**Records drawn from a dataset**
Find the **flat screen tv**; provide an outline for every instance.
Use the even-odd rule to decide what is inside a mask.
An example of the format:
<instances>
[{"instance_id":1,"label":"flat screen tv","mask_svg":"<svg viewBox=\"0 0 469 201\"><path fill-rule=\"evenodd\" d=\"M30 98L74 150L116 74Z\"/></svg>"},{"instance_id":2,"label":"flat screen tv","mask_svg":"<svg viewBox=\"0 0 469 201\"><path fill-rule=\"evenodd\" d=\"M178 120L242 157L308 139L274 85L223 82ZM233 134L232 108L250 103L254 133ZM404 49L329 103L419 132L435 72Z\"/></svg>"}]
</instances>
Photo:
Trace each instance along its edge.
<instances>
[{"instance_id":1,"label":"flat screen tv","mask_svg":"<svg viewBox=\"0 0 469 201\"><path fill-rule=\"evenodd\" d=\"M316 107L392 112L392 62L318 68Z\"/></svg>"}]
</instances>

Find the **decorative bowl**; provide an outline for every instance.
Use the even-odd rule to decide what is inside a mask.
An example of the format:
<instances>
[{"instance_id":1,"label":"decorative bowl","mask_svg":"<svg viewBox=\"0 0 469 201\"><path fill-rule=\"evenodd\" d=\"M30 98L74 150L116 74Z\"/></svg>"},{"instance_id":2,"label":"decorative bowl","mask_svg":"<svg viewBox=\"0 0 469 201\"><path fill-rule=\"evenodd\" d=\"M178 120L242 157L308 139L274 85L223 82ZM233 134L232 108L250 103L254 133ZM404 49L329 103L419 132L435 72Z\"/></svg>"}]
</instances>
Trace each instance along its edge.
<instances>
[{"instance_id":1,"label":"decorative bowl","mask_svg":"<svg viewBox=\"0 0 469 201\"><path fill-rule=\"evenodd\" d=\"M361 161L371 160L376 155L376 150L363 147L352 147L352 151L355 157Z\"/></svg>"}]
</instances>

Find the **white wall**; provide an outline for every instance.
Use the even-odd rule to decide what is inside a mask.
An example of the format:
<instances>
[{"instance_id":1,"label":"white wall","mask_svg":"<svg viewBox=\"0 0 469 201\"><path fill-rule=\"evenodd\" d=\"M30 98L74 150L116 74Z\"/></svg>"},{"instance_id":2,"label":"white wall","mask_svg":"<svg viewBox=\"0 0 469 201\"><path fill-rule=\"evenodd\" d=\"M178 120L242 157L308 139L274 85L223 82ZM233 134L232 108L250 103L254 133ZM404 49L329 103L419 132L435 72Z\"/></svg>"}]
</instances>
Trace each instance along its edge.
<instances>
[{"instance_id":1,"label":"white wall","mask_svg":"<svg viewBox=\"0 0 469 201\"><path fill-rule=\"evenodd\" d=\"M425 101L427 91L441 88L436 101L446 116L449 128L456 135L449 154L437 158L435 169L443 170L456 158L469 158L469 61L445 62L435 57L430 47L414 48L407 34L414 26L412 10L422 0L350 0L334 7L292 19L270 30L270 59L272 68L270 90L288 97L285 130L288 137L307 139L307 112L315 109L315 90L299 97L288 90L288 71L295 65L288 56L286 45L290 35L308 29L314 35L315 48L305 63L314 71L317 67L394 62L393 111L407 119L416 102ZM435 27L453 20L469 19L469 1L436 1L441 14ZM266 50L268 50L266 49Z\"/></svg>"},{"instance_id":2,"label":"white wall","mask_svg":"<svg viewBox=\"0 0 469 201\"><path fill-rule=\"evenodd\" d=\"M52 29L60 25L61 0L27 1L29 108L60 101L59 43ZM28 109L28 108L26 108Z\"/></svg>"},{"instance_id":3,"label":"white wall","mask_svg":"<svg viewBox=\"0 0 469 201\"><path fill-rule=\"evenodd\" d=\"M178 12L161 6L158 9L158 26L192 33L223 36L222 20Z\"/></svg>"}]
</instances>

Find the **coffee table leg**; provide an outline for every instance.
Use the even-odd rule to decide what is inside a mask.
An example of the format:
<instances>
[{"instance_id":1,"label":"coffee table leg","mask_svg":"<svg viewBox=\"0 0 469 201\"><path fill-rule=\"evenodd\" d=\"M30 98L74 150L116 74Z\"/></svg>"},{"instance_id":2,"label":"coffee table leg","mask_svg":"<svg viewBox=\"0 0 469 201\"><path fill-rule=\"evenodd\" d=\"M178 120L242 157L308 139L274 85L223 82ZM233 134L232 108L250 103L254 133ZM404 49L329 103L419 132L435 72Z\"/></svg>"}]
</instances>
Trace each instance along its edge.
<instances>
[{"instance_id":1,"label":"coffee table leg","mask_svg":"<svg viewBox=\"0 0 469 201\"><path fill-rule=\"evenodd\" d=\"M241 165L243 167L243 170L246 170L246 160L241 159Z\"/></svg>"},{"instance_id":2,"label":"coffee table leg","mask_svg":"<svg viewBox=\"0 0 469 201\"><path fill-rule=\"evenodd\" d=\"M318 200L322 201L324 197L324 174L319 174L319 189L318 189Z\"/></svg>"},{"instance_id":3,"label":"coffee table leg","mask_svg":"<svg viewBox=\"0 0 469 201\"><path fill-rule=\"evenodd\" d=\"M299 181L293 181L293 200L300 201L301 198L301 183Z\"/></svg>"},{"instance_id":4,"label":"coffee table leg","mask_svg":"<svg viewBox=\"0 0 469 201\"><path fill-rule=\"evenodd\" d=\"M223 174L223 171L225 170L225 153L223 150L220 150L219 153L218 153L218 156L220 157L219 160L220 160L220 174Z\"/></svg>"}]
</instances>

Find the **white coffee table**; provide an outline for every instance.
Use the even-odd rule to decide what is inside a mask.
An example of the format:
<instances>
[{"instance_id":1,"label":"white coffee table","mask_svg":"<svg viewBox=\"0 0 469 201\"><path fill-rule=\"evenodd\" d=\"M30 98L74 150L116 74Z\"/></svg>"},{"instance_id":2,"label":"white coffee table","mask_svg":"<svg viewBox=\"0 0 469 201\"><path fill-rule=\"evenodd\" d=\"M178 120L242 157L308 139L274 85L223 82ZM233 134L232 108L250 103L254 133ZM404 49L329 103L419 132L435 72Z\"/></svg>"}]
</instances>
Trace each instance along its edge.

**Instructions to follow**
Go through the records and print each one exactly.

**Answer to this task**
Find the **flat screen tv**; provide an outline for every instance.
Use the even-odd rule to decide what is inside a mask.
An example of the format:
<instances>
[{"instance_id":1,"label":"flat screen tv","mask_svg":"<svg viewBox=\"0 0 469 201\"><path fill-rule=\"evenodd\" d=\"M30 98L74 150L116 74Z\"/></svg>"},{"instance_id":2,"label":"flat screen tv","mask_svg":"<svg viewBox=\"0 0 469 201\"><path fill-rule=\"evenodd\" d=\"M178 120L242 157L308 139L274 85L223 82ZM233 134L232 108L250 103L254 133ZM404 49L329 103L419 132L435 72Z\"/></svg>"}]
</instances>
Photo:
Trace each instance along its edge.
<instances>
[{"instance_id":1,"label":"flat screen tv","mask_svg":"<svg viewBox=\"0 0 469 201\"><path fill-rule=\"evenodd\" d=\"M316 107L392 112L392 62L318 68Z\"/></svg>"}]
</instances>

Find the **decorative bowl**; provide an outline for every instance.
Use the even-odd rule to decide what is inside a mask.
An example of the format:
<instances>
[{"instance_id":1,"label":"decorative bowl","mask_svg":"<svg viewBox=\"0 0 469 201\"><path fill-rule=\"evenodd\" d=\"M30 98L74 150L116 74Z\"/></svg>"},{"instance_id":2,"label":"decorative bowl","mask_svg":"<svg viewBox=\"0 0 469 201\"><path fill-rule=\"evenodd\" d=\"M178 120L242 157L308 139L274 85L223 82ZM233 134L232 108L250 103L254 133ZM404 49L329 103L419 132L435 72Z\"/></svg>"}]
</instances>
Trace each instance along its edge.
<instances>
[{"instance_id":1,"label":"decorative bowl","mask_svg":"<svg viewBox=\"0 0 469 201\"><path fill-rule=\"evenodd\" d=\"M361 161L371 160L376 155L376 150L363 147L352 147L352 151L355 157Z\"/></svg>"}]
</instances>

Find the **white wall**; provide an outline for every instance.
Use the even-odd rule to decide what is inside a mask.
An example of the format:
<instances>
[{"instance_id":1,"label":"white wall","mask_svg":"<svg viewBox=\"0 0 469 201\"><path fill-rule=\"evenodd\" d=\"M30 98L74 150L116 74Z\"/></svg>"},{"instance_id":2,"label":"white wall","mask_svg":"<svg viewBox=\"0 0 469 201\"><path fill-rule=\"evenodd\" d=\"M178 120L242 157L308 139L274 85L223 82ZM233 134L232 108L250 103L254 133ZM404 49L329 103L419 132L435 72Z\"/></svg>"}]
</instances>
Trace each instance along its edge.
<instances>
[{"instance_id":1,"label":"white wall","mask_svg":"<svg viewBox=\"0 0 469 201\"><path fill-rule=\"evenodd\" d=\"M425 101L427 91L441 88L436 101L446 116L449 128L456 135L449 154L437 158L435 169L443 170L456 158L469 158L469 61L445 62L435 57L430 47L414 48L407 34L414 26L412 10L422 0L350 0L334 7L292 19L270 30L270 59L272 68L270 90L288 97L285 130L288 137L307 139L307 112L315 109L315 90L299 97L288 90L288 71L295 65L288 56L286 45L290 35L308 29L314 35L315 48L305 63L314 71L317 67L394 62L393 111L407 119L416 102ZM435 27L453 20L469 19L469 1L436 1L441 14ZM266 50L268 50L266 49Z\"/></svg>"},{"instance_id":2,"label":"white wall","mask_svg":"<svg viewBox=\"0 0 469 201\"><path fill-rule=\"evenodd\" d=\"M52 29L60 25L61 0L27 1L29 108L60 101L59 43ZM28 109L28 108L26 108Z\"/></svg>"},{"instance_id":3,"label":"white wall","mask_svg":"<svg viewBox=\"0 0 469 201\"><path fill-rule=\"evenodd\" d=\"M178 12L161 6L158 9L158 26L192 33L223 36L222 20Z\"/></svg>"}]
</instances>

Find the **coffee table leg**; provide an outline for every instance.
Use the even-odd rule to decide what is inside a mask.
An example of the format:
<instances>
[{"instance_id":1,"label":"coffee table leg","mask_svg":"<svg viewBox=\"0 0 469 201\"><path fill-rule=\"evenodd\" d=\"M30 98L74 150L116 74Z\"/></svg>"},{"instance_id":2,"label":"coffee table leg","mask_svg":"<svg viewBox=\"0 0 469 201\"><path fill-rule=\"evenodd\" d=\"M178 120L242 157L308 139L274 85L223 82ZM233 134L232 108L250 103L254 133ZM404 49L329 103L419 132L435 72Z\"/></svg>"}]
</instances>
Trace each instance along its edge.
<instances>
[{"instance_id":1,"label":"coffee table leg","mask_svg":"<svg viewBox=\"0 0 469 201\"><path fill-rule=\"evenodd\" d=\"M241 165L243 167L243 170L246 170L246 160L241 159Z\"/></svg>"},{"instance_id":2,"label":"coffee table leg","mask_svg":"<svg viewBox=\"0 0 469 201\"><path fill-rule=\"evenodd\" d=\"M318 200L322 201L324 197L324 174L319 174L319 189L318 189Z\"/></svg>"},{"instance_id":3,"label":"coffee table leg","mask_svg":"<svg viewBox=\"0 0 469 201\"><path fill-rule=\"evenodd\" d=\"M299 181L293 181L293 200L300 201L301 198L301 183Z\"/></svg>"},{"instance_id":4,"label":"coffee table leg","mask_svg":"<svg viewBox=\"0 0 469 201\"><path fill-rule=\"evenodd\" d=\"M223 174L223 171L225 170L225 153L223 150L220 150L219 153L218 153L218 156L220 157L219 160L220 160L220 174Z\"/></svg>"}]
</instances>

Find the **white coffee table**; provide an outline for every instance.
Use the even-odd rule to decide what is inside a mask.
An example of the format:
<instances>
[{"instance_id":1,"label":"white coffee table","mask_svg":"<svg viewBox=\"0 0 469 201\"><path fill-rule=\"evenodd\" d=\"M30 98L74 150L116 74Z\"/></svg>"},{"instance_id":2,"label":"white coffee table","mask_svg":"<svg viewBox=\"0 0 469 201\"><path fill-rule=\"evenodd\" d=\"M178 120L242 157L308 139L274 85L223 82ZM233 134L232 108L250 103L254 133ZM404 49L329 103L419 132L435 72Z\"/></svg>"}]
</instances>
Trace each instance along its edge.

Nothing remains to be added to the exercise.